# WHAT YOU HAVE TO DO:
Repeat every line of the material that follows, word for word.

# SOURCE INFORMATION:
————————

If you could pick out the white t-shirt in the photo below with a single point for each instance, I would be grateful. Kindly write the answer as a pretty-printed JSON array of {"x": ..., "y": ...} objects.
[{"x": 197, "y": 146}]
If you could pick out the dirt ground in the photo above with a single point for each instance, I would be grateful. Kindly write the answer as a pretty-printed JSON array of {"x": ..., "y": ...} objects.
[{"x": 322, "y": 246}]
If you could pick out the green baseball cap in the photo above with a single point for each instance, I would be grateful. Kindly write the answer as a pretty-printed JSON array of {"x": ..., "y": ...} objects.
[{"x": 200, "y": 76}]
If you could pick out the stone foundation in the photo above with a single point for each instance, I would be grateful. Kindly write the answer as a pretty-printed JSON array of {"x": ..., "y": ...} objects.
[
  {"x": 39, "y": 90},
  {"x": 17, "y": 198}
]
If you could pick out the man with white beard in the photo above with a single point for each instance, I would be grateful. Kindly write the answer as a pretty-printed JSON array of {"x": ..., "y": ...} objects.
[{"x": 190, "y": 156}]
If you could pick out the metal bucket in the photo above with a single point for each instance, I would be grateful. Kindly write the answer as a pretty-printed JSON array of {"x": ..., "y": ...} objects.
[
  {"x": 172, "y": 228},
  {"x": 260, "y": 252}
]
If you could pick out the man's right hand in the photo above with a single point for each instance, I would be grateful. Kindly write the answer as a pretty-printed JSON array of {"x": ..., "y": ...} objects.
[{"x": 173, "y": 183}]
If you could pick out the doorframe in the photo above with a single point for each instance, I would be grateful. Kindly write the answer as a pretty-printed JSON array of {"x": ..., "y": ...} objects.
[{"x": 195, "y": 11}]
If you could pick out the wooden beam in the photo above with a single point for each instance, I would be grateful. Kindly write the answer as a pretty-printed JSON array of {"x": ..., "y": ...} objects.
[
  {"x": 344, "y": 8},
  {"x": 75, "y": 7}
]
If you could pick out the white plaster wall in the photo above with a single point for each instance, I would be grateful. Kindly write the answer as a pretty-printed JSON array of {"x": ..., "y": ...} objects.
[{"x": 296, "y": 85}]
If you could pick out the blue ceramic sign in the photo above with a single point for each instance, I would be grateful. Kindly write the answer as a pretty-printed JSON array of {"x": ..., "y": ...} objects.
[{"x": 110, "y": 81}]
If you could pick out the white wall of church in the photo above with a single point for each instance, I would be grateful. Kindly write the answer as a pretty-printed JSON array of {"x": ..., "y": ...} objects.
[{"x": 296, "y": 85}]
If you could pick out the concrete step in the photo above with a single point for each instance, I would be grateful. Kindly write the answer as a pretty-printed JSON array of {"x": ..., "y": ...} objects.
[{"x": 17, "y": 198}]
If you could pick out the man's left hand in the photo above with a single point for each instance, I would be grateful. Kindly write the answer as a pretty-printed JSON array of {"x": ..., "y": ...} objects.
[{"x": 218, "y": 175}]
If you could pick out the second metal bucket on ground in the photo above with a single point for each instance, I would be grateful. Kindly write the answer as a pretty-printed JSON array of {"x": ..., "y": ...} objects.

————————

# OUTPUT BELOW:
If you could pick out the white t-shirt in the photo below with a single point for each instance, I would be grateful. Kindly write the answer as a pretty-printed JSON array of {"x": ..., "y": ...} objects.
[{"x": 197, "y": 146}]
If you could pick out the dirt ground in the photo above with a single point for each instance, I would be grateful. Kindly write the answer as a pretty-printed JSON array of {"x": ..., "y": ...} objects.
[{"x": 322, "y": 246}]
If you could pick out the green baseball cap in the photo above with a single point for each instance, I would be grateful. Kindly write the answer as a pretty-printed JSON array of {"x": ..., "y": ...} objects.
[{"x": 200, "y": 76}]
If you could pick out the stone foundation in the photo above with a single point for each instance, I would be grateful. Kindly write the answer as a pretty-printed JSON array of {"x": ..., "y": ...} objects.
[
  {"x": 39, "y": 90},
  {"x": 17, "y": 198}
]
If you could pick out the man with white beard in the photo above with a single point for each instance, I would be grateful. Kindly write the answer as a pretty-printed JSON array of {"x": ..., "y": ...} objects.
[{"x": 190, "y": 156}]
If you could pick out the metal bucket in the photo above with a single point for each instance, I would be grateful. Kindly write the answer as a pretty-printed JSON array of {"x": ..., "y": ...} objects.
[
  {"x": 172, "y": 228},
  {"x": 260, "y": 252}
]
If you could pick out the man's right hand in the photo above with a single point for each instance, I would be grateful. Kindly write the answer as a pretty-printed JSON array of {"x": ..., "y": ...} objects.
[{"x": 173, "y": 183}]
If you could pick out the doorframe in the photo above with a single point for each instance, I would be grateful. Kindly write the answer as a pretty-printed JSON array of {"x": ..., "y": ...} objects.
[{"x": 195, "y": 11}]
If you could pick out the wooden beam in the photo above with a single point for each instance, I would be grateful. Kindly write the answer as a pretty-printed JSON array of {"x": ..., "y": ...} objects.
[
  {"x": 344, "y": 8},
  {"x": 75, "y": 7}
]
If you could pick out the white plaster wall in the photo above with a single point for each instance, I would be grateful. Kindly write the answer as a pretty-printed JSON array of {"x": ..., "y": ...} objects.
[{"x": 296, "y": 85}]
If you could pick out the blue ceramic sign in the photo above with a single point for each instance, I would be grateful. Kindly write the answer as a pretty-printed JSON array of {"x": ..., "y": ...} objects.
[{"x": 110, "y": 81}]
If you could pick out the white wall of church in the photo above with a single point for each instance, I would be grateful. Kindly write the answer as a pretty-printed JSON array of {"x": ..., "y": ...} objects.
[{"x": 296, "y": 85}]
If you could pick out the concrete step in the photo above with a single point for each instance, I would be grateful. Kindly write the answer as a pretty-printed JSON array of {"x": ..., "y": ...} objects.
[{"x": 17, "y": 198}]
If you could pick out the man's left hand in the photo above with a single point for each instance, I would be grateful. Kindly write the answer as a pretty-printed JSON array of {"x": ..., "y": ...} objects.
[{"x": 218, "y": 175}]
If you could pick out the second metal bucket on ground in the photo above with a single point for each instance, I would be grateful. Kindly write the answer as a pretty-printed JSON array of {"x": ..., "y": ...} objects.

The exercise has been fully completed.